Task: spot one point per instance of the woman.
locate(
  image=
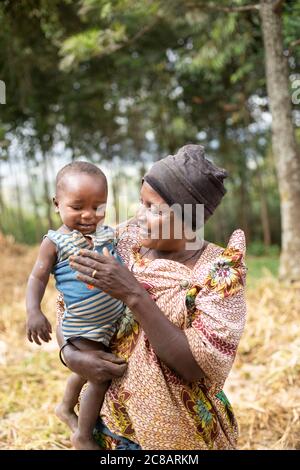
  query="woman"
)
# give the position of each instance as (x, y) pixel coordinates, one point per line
(188, 314)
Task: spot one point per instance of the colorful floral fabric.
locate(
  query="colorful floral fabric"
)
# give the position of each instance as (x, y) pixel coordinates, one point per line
(150, 405)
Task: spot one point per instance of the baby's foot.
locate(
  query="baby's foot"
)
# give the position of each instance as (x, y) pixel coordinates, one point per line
(81, 442)
(67, 416)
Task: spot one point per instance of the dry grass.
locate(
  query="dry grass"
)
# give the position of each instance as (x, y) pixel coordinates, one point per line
(263, 386)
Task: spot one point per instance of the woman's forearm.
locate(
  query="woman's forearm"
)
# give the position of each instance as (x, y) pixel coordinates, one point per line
(168, 341)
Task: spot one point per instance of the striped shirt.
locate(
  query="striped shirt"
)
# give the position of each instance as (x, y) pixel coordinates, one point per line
(90, 312)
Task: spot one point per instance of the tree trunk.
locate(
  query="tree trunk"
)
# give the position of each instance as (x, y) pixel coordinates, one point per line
(47, 200)
(33, 198)
(284, 144)
(264, 211)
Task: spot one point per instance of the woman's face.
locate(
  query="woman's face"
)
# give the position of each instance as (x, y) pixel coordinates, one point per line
(161, 230)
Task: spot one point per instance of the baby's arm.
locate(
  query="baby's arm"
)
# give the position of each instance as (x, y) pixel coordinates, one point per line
(38, 327)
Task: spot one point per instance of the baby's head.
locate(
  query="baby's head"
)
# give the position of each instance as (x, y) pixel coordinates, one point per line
(81, 195)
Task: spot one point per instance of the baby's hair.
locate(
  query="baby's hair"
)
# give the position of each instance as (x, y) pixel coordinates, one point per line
(79, 167)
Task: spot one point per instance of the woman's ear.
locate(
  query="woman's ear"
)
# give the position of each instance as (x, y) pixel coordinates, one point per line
(55, 202)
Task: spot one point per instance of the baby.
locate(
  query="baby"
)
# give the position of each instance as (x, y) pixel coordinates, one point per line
(90, 316)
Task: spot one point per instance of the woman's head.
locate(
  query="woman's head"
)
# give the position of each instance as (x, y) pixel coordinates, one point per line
(81, 195)
(190, 186)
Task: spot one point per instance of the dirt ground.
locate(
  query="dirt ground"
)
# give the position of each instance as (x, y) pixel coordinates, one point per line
(263, 387)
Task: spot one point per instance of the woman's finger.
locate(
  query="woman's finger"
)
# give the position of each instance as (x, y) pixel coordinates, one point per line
(110, 357)
(105, 252)
(43, 336)
(115, 369)
(36, 338)
(94, 255)
(29, 336)
(46, 334)
(87, 279)
(87, 269)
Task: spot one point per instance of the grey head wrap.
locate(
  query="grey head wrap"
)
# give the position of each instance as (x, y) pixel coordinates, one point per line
(188, 178)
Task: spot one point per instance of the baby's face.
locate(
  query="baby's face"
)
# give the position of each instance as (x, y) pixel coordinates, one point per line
(81, 201)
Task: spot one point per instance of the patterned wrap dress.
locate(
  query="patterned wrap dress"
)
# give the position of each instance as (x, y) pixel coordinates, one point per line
(150, 407)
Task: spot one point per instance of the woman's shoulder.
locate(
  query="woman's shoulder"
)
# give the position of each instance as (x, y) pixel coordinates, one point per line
(226, 269)
(236, 241)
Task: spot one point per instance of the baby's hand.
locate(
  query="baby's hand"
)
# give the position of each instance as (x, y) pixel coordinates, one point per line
(38, 327)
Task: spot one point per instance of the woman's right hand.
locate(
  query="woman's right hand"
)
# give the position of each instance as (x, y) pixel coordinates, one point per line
(94, 366)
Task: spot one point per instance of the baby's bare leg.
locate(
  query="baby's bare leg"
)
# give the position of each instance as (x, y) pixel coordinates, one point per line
(90, 406)
(65, 410)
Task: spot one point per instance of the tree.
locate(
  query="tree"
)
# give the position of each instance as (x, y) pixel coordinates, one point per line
(283, 138)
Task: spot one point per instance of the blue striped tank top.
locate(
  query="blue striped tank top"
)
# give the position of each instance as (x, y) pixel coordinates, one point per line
(90, 313)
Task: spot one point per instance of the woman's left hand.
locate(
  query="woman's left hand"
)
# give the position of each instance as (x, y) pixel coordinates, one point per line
(105, 273)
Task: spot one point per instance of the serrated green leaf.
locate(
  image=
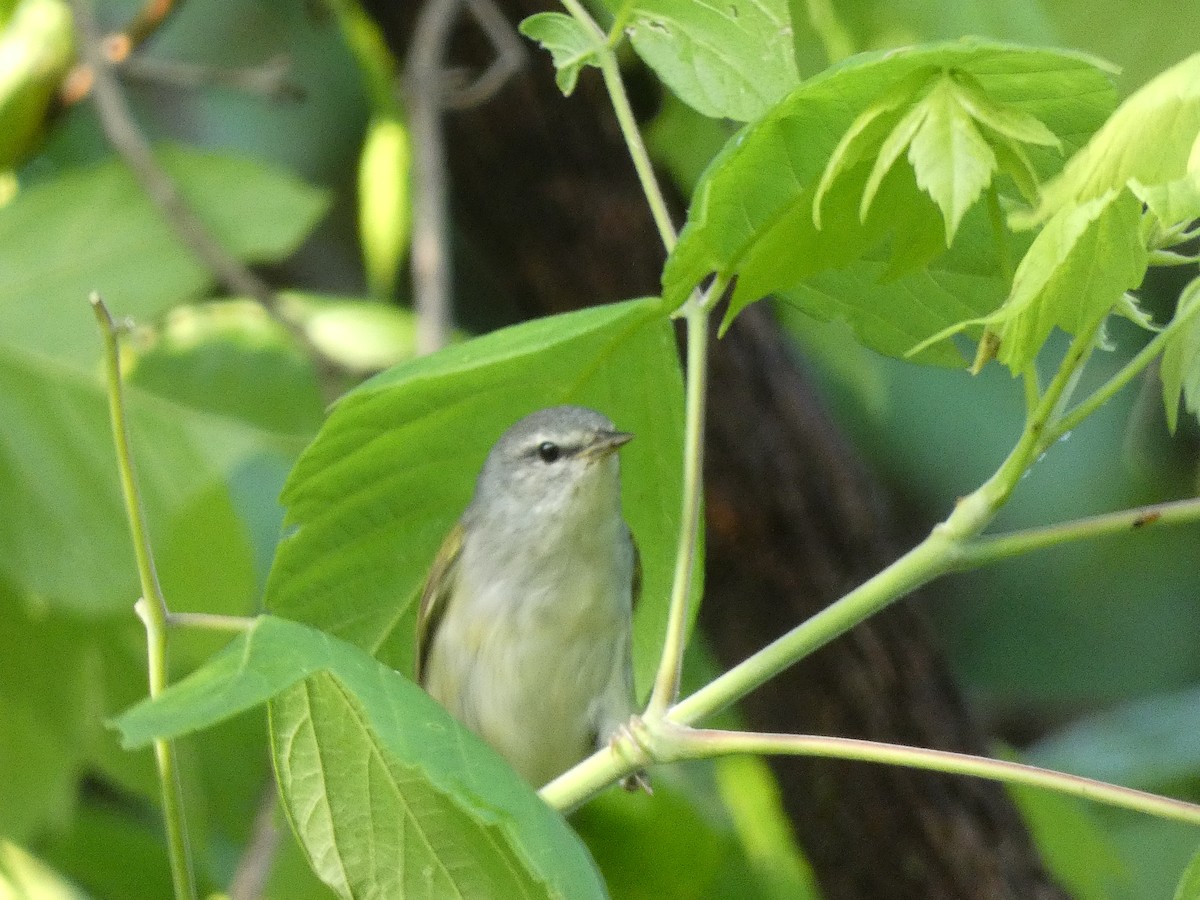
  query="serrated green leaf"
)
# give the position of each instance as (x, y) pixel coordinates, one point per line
(1006, 120)
(893, 145)
(751, 215)
(865, 135)
(95, 229)
(727, 59)
(1173, 203)
(571, 46)
(1180, 369)
(1151, 137)
(396, 462)
(1189, 882)
(1073, 276)
(952, 160)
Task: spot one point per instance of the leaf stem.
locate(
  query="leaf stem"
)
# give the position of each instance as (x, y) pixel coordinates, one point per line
(687, 744)
(210, 622)
(151, 609)
(666, 682)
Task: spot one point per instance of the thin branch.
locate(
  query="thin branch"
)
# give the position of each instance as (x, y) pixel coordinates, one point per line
(269, 79)
(685, 744)
(510, 57)
(984, 551)
(151, 609)
(424, 85)
(126, 138)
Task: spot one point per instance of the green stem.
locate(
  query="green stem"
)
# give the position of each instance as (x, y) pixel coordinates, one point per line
(921, 564)
(210, 622)
(1133, 367)
(666, 682)
(688, 744)
(629, 130)
(984, 551)
(151, 609)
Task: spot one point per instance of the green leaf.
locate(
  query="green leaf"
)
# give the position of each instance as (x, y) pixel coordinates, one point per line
(1073, 275)
(1189, 882)
(1077, 850)
(95, 229)
(952, 160)
(23, 875)
(730, 59)
(48, 705)
(395, 465)
(865, 136)
(1153, 137)
(1149, 743)
(1180, 369)
(385, 791)
(59, 479)
(571, 46)
(751, 215)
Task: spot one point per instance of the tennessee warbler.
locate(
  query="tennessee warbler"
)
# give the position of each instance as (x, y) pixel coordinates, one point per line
(523, 633)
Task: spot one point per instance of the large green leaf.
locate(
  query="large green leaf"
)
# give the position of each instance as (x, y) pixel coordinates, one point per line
(389, 796)
(23, 875)
(64, 534)
(751, 215)
(1153, 137)
(730, 59)
(395, 465)
(95, 229)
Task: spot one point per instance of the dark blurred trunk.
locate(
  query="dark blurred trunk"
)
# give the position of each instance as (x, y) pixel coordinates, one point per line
(545, 197)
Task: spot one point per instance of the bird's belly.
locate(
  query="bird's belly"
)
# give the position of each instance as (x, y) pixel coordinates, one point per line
(532, 673)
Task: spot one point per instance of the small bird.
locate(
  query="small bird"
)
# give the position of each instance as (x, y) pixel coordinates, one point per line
(525, 624)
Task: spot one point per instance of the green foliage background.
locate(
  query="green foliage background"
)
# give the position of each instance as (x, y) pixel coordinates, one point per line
(1089, 648)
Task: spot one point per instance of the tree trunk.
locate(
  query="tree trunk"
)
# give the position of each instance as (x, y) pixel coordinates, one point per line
(546, 198)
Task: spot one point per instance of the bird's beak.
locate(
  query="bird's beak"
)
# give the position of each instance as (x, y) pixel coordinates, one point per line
(607, 442)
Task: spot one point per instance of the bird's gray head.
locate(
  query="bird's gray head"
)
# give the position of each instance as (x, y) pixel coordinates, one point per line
(550, 462)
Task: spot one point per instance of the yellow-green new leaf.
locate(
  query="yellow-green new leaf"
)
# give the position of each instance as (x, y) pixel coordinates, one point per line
(1180, 369)
(1073, 276)
(383, 201)
(1153, 137)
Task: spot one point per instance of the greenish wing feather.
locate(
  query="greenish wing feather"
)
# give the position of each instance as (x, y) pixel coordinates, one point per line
(436, 593)
(637, 571)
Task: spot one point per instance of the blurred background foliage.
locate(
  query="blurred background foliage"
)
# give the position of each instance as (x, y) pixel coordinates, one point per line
(1084, 658)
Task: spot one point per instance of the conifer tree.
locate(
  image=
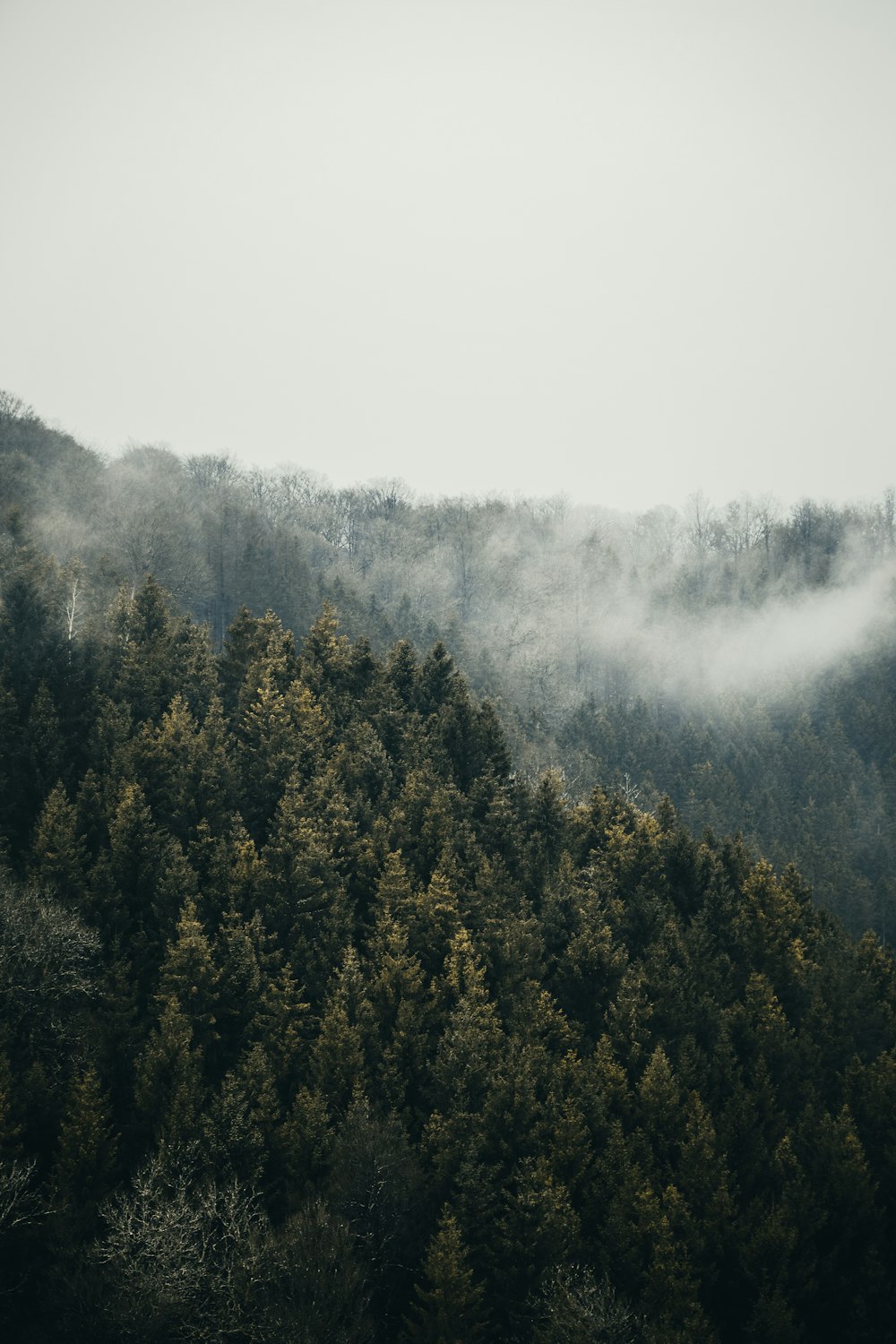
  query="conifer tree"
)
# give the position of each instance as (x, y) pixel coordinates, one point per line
(449, 1306)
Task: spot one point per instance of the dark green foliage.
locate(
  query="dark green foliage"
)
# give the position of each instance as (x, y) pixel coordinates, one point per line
(317, 1024)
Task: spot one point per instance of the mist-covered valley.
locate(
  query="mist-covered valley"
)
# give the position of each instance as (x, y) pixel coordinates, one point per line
(735, 655)
(440, 919)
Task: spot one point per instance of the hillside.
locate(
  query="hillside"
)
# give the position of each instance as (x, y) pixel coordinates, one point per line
(317, 1021)
(737, 659)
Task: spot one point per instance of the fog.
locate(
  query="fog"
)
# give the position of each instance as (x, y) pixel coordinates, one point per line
(622, 252)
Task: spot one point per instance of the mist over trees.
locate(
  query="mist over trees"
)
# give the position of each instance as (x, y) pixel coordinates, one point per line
(343, 1000)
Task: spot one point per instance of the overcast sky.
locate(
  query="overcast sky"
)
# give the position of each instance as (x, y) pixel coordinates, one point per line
(621, 250)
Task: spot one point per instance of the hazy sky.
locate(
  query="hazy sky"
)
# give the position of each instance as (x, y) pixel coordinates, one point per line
(622, 250)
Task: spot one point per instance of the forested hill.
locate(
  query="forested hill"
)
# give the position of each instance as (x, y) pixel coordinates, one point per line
(319, 1023)
(739, 659)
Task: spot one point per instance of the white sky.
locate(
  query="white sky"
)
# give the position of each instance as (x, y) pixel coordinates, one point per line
(622, 249)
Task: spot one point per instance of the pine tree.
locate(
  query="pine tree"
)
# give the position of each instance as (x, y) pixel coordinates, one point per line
(449, 1306)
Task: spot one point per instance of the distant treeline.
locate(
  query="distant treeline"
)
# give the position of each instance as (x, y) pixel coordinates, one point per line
(319, 1023)
(587, 629)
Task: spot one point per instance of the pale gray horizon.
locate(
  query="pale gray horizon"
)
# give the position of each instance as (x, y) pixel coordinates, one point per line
(616, 250)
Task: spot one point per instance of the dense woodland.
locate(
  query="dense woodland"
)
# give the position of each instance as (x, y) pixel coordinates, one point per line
(328, 1012)
(635, 652)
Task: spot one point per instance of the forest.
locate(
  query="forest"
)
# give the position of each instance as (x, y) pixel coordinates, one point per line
(440, 921)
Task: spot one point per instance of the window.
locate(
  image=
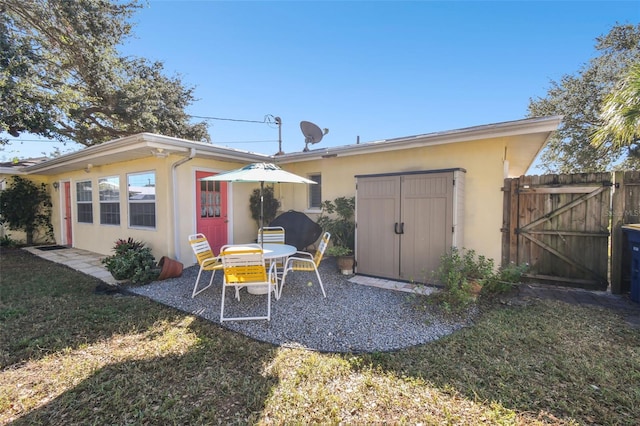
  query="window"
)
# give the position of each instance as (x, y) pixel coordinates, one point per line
(142, 199)
(315, 192)
(109, 200)
(84, 202)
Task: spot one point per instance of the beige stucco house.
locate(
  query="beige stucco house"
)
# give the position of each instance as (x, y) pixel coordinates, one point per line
(165, 201)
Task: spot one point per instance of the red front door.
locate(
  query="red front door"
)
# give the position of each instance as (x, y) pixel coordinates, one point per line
(211, 207)
(67, 214)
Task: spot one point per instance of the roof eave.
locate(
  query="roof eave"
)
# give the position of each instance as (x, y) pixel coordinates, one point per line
(139, 146)
(488, 131)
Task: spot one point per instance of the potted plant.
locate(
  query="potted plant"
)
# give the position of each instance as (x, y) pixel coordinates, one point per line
(132, 261)
(337, 218)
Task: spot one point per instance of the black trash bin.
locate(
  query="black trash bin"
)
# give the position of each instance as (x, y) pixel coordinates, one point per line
(633, 235)
(299, 230)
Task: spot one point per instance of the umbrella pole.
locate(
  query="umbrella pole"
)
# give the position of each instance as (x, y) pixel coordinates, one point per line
(261, 215)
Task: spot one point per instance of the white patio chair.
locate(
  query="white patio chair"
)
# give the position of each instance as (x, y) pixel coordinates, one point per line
(272, 234)
(306, 262)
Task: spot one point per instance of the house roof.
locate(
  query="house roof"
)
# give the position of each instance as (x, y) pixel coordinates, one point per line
(141, 145)
(16, 167)
(523, 141)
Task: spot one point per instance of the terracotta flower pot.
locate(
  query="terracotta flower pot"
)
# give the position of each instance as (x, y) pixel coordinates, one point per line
(169, 268)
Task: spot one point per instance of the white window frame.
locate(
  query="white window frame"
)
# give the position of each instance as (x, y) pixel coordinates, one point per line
(115, 181)
(144, 199)
(84, 202)
(316, 177)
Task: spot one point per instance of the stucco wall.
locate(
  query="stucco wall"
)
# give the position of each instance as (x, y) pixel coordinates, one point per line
(483, 161)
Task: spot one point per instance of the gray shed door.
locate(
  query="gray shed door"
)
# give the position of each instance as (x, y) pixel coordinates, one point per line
(404, 224)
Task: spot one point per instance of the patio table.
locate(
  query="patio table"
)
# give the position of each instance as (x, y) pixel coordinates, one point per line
(271, 253)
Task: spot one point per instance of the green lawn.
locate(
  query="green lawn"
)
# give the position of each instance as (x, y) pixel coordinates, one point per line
(70, 356)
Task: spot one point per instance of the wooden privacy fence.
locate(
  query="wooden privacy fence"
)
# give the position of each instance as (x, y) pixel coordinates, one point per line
(560, 225)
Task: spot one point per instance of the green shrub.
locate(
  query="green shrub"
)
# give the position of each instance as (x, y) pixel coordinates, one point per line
(461, 273)
(504, 279)
(7, 241)
(132, 261)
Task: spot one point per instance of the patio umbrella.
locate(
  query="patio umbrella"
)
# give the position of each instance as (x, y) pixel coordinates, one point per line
(259, 172)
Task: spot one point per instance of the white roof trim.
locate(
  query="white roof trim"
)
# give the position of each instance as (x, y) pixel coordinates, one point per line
(488, 131)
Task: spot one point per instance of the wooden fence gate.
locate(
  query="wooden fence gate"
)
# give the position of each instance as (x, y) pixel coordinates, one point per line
(560, 226)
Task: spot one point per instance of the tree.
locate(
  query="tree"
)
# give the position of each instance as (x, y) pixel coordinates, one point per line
(61, 76)
(26, 206)
(579, 99)
(621, 115)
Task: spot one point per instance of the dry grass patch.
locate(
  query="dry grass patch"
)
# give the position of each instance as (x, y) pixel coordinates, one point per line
(72, 357)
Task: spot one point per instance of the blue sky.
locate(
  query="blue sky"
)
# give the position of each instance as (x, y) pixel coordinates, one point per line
(368, 69)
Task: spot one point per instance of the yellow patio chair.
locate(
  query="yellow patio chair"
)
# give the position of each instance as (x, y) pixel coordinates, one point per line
(306, 262)
(206, 259)
(244, 266)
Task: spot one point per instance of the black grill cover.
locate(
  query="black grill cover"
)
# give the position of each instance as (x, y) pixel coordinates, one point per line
(299, 230)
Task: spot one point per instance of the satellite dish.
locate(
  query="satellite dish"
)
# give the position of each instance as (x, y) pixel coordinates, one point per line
(312, 133)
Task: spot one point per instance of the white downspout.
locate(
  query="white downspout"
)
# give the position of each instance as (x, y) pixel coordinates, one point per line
(174, 183)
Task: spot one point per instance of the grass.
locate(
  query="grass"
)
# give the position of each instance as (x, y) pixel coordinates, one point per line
(70, 356)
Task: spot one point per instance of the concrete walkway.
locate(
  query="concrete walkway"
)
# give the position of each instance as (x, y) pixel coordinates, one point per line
(84, 261)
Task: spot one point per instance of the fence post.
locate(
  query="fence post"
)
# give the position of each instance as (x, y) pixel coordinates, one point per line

■ ■ ■

Repeat only the stretch of lines that opens with the line containing "Task: spot one point per instance of the dry grass patch." and closes with the final line of the entries, both included, exactly as written.

Task: spot one point per instance of the dry grass patch.
locate(
  query="dry grass patch"
)
# give the position of each instance as (x, y) pixel coordinates, one point per line
(72, 357)
Task: spot one point per instance of the blue sky.
locate(
  query="blue sky"
)
# give the position of each instance as (x, y) pixel coordinates, one point per line
(368, 69)
Task: spot one point per instance of the yellow patio chair.
locate(
  query="yellow patio chair"
)
# give the position of each instance as (x, y) pixel coordinates, one point per line
(306, 262)
(206, 259)
(244, 266)
Task: spot one point per instance of the black grill cover.
locate(
  query="black grill cover"
)
# give the position of each instance as (x, y) pixel coordinates, one point per line
(299, 230)
Task: spot one point per instance of the satellite dish.
locate(
  query="satellite dish"
)
# give the position of each instance as (x, y) pixel coordinates, one point per line
(312, 133)
Task: spot one point per instance of the white downspout.
locate(
  query="white downspout"
)
# give the position of each instance as (x, y) pixel coordinates, one point per line
(174, 183)
Task: spot one point per instance of the grass.
locate(
  query="grass"
)
# give the position of each instance as (x, y) pixel coordinates, one point per line
(70, 356)
Task: spot one point per instance of the concrete walkway.
locate(
  query="concrete walkway"
)
# give the position of each instance as (x, y) pixel coordinates, one point per line
(84, 261)
Task: spot one point per instance of the fence post.
locate(
  query="fence post"
)
# give the position of each instance as (x, y) pixel coordinates, one point per line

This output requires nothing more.